## begin

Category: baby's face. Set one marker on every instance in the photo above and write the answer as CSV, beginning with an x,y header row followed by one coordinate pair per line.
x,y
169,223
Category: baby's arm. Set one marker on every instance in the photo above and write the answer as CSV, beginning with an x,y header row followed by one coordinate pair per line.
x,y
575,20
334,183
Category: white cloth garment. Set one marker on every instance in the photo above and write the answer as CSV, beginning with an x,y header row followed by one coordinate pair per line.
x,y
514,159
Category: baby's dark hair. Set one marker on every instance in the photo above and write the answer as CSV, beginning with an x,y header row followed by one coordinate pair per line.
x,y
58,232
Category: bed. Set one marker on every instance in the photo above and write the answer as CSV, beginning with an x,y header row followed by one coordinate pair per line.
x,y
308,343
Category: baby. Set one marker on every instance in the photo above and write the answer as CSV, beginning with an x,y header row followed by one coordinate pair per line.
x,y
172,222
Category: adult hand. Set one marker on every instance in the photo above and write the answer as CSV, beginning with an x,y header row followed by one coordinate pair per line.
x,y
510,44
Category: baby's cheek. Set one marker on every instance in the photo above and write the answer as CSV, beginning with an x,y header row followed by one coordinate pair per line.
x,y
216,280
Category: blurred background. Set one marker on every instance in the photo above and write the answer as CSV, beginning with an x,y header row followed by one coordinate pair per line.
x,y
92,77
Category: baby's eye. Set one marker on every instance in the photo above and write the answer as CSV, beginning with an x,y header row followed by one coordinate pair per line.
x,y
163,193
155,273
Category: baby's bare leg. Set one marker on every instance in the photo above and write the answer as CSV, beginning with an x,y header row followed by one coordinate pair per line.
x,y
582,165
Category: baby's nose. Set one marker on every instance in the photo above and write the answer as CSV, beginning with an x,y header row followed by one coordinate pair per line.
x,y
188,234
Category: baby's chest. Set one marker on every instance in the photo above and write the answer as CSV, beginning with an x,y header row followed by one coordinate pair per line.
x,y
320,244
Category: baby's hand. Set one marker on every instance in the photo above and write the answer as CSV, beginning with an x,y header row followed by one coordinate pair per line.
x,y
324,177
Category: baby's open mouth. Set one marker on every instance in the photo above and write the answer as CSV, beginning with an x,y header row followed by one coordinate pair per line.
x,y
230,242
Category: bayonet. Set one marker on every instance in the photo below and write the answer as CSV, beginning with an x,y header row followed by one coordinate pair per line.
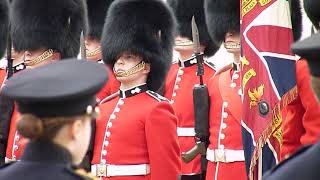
x,y
195,37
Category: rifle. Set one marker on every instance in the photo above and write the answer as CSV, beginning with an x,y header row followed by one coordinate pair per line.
x,y
201,106
83,51
6,107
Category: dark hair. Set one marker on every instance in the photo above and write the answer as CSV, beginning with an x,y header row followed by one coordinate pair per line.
x,y
32,127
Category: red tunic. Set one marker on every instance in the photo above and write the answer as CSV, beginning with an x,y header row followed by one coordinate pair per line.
x,y
302,121
179,90
140,129
225,127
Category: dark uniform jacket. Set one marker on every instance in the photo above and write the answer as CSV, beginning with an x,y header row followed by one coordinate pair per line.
x,y
302,165
42,160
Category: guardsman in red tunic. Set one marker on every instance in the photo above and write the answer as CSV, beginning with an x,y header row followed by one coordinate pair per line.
x,y
97,11
136,135
225,153
43,37
182,76
302,121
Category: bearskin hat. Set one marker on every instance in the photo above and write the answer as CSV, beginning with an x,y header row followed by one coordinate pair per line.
x,y
296,18
4,21
143,27
97,11
222,16
55,24
184,10
312,10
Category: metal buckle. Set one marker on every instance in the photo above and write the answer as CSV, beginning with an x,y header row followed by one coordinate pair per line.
x,y
101,170
219,155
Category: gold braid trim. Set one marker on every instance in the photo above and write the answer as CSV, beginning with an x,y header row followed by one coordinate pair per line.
x,y
131,71
44,56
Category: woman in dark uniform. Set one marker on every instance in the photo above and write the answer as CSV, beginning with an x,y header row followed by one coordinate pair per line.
x,y
56,103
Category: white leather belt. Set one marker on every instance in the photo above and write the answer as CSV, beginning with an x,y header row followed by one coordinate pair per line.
x,y
189,132
108,170
225,155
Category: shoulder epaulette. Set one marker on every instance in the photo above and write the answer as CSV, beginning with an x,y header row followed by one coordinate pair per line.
x,y
82,174
211,65
157,96
223,69
109,98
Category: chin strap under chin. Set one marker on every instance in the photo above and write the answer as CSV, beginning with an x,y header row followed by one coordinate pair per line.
x,y
232,45
140,66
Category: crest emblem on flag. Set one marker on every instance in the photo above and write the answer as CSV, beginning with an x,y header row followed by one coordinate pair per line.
x,y
268,80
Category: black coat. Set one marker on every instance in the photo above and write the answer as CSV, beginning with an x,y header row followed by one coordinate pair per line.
x,y
42,160
302,165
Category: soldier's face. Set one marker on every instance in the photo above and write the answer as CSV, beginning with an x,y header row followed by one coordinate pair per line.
x,y
93,49
125,63
232,42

## end

▸ **EXERCISE INSTRUCTIONS**
Copy out all the records above with "Category" swapped for "Object" wherever it appears, changing nothing else, and omit the pictures.

▸ **EXERCISE OUTPUT**
Object: baby's face. Set one marker on every instance in the photo above and write the answer as CSV, beginning with an x,y header row followed by one coordinate pair per line.
x,y
169,223
Object: baby's arm. Set one marker on every instance in the photo above and write the answer as CSV, beginning with an x,y header row followed by one coordinate pair per line.
x,y
575,20
334,183
Object: white cloth garment. Set one marker on every instance in the photo above and write the answer as CSV, beginning with an x,y header row followed by one coordinate pair per line.
x,y
514,159
Object: baby's dark hair. Set one marker on every instance in the photo above and write the answer as CSV, beginning with an x,y header row followed by one coordinate pair per line.
x,y
58,232
Object: bed. Set one marker on every instance in the photo above and write the answer as CSV, beginning with an x,y header row followed by one coordinate pair per line.
x,y
308,343
Object: baby. Set one marker on every instance in the photo above and write the answer as CSV, beginning with an x,y header row followed by one coordinate pair per line.
x,y
172,222
Object: adult hand. Set one marker on every instance in the photo above and write the answer as CSV, beginning with an x,y header row followed by one coordinate pair per line.
x,y
510,44
Object: baby's cheek. Set one marker on every instance in the photo above and write the answer as CSV, beginning with an x,y header row followed by one coordinate pair per line.
x,y
216,280
Object: blurred background. Set one marker on every instance in the photo above and write the answer as CSV, beginning with an x,y header row followed by one coordinate pair per line.
x,y
92,77
Object: baby's eye. Set one marker on every instance in the photo above and write the answer as CSV, beginning with an x,y header row followed by one coordinate pair per line.
x,y
163,193
155,273
Object: baby's bare leg. Set one marker on every instance in the photo above and write the answer as CSV, beginning with an x,y header row followed by one coordinate pair per line.
x,y
582,165
Object: baby's nose. Set one marker on every instance in the photo above and write the answer as CSV, beginning with an x,y header row followed by one coordinate pair per line.
x,y
188,234
Object: baby's chest. Set one marker on every instance in the photo above and write the answer as CSV, beginning with an x,y header row followed by one coordinate pair per line.
x,y
320,244
Object: baby's hand. Set one marker on every instance in the photo above and write the answer as CSV, beginning with an x,y header row followed by one coordinate pair per line.
x,y
324,177
Object: baby's open mouth. Set one marker on every instance in the photo above and write the answer as CSV, beginning with an x,y header row followed by one coordinate pair per line.
x,y
230,242
Object: bayonet. Set one marker on every instance in the photo below and write the answer as CSV, beginning with an x,y header row followed by one coordinate pair per line.
x,y
195,37
Object: rifle. Set one marker on every instance in the photo above and write the answer as CSV, beginning with an x,y header row followed by one coordinate pair per line.
x,y
201,106
83,51
6,107
Object: dark hair. Set one marker on every instance in the photo above and write the answer as CSV, beginning with an x,y header row followed by one coordinate pair per line.
x,y
32,127
Object: red tunic. Set one marker on every instance in the photo above and write the answer as CSV, beginning with an x,y header row followed by one coordinate pair per line.
x,y
302,121
179,90
140,129
225,127
Object: dark uniform jacket. Set one marker on every instance in the photo above and write the answer as CSV, beginning with an x,y header row followed by one coordinate pair per line.
x,y
302,165
42,160
Object: guardsman in red tunic. Set one marker on every instance in the photo above and write the answer as CSV, beginning with an x,y header row followed by one coordinate pair per line.
x,y
97,11
136,135
225,153
43,37
182,76
302,121
Object: bearskin hat. Set one marker on every instance in the photo above and write the answer as CSV, beginning with an x,y header row followed by one coordinate pair per line.
x,y
296,18
4,21
143,27
97,11
222,16
55,24
184,10
312,10
Object: metal buckle. Set one marker on every instance in the photo above and write the answer as CSV, beginning with an x,y header row followed by one coordinate pair per line.
x,y
101,170
219,155
Object: gold braid trim. Set one marker on every instance in the photo above and write the answer as CSV, beginning with an x,y header row followed by one coordinate pair per line.
x,y
131,71
44,56
Object: woman in dark uniform. Set one marker on every instance in the photo above and write the answer as CSV, beginning with an x,y header row followed by one coordinate pair per line.
x,y
56,103
Object: white leather belt. Set one marker on every instance in the photo above and write the answer as CSV, beginning with an x,y header row followed by one coordinate pair per line.
x,y
189,132
108,170
225,155
Object: shoulder epaulette. Set one marker on every instance in the photo above and write the answer as CSV, beginning with an x,y header row followed by one coordinate pair per line.
x,y
82,174
211,65
157,96
223,69
109,98
Object: chin strap under chin. Set one marker on every instance in the photo above and write the answer as CSV, beginning with an x,y header row followed by one coordinate pair per line.
x,y
232,45
140,66
Object: crest emblem on flag. Set one marker on every instance in the photo above and write the answer as CSV, beginning with an x,y header row followed by one coordinate pair per line.
x,y
268,80
Object: black coat. Set one marker on every instance in the photo above and write the answer as CSV, beginning with an x,y header row followed by one coordinate pair per line.
x,y
42,160
302,165
Object: soldier's face. Set one marker on every instance in the photo above and write the answer as CSV, beginning with an x,y header row followed by one coordinate pair per line.
x,y
93,49
125,63
232,42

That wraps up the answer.